* Exercise requirements:
Pull out every line from the rows below that contains the word "helmet", and copy each one in full. Case counts.

□ □ □ □ □

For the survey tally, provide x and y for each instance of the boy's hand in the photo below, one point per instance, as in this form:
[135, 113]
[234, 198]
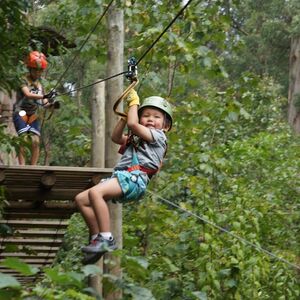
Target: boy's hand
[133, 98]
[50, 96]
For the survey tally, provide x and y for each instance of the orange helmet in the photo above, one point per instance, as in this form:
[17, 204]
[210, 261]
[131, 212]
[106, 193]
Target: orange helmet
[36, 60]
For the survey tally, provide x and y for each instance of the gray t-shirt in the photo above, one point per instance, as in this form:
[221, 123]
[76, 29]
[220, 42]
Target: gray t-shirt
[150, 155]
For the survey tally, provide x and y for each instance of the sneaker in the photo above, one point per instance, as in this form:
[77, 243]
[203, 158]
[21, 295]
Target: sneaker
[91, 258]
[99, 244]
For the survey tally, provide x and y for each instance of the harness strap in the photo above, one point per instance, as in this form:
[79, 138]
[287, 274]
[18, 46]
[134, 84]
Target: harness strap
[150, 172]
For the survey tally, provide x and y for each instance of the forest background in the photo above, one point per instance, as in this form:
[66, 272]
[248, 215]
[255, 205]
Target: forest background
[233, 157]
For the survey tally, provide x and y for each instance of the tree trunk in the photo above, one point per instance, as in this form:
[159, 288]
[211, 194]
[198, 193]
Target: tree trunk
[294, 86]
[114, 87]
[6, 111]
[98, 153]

□ □ □ □ □

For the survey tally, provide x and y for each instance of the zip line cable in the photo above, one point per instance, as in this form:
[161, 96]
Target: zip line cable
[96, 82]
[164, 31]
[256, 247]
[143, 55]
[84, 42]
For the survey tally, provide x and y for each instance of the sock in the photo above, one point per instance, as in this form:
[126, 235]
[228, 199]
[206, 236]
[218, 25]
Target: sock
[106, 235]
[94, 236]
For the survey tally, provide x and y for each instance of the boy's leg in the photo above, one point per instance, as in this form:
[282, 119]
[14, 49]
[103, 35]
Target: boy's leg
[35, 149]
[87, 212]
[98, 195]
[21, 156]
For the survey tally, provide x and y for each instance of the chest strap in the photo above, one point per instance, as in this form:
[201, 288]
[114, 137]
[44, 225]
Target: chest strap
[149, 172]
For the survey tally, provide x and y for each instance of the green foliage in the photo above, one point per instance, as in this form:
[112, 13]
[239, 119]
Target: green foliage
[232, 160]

□ □ □ □ □

* Problem solution:
For the survey tally, provide x and y for each instance of the orange helmet in the photo above, one point per instance, as in this form:
Target: orange helmet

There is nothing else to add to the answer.